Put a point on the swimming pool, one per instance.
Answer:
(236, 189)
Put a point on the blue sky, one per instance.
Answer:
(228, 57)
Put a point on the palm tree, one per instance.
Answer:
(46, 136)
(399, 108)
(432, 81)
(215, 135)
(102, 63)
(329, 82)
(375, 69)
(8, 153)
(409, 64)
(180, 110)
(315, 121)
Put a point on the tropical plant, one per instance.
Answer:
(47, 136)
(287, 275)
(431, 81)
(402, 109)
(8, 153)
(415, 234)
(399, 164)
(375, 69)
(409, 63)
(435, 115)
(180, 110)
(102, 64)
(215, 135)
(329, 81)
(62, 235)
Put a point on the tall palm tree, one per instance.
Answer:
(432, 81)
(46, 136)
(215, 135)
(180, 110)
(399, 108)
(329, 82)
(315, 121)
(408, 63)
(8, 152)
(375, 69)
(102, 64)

-- Your goal --
Please say only the number of lines in the data that hold "instance".

-- Task answer --
5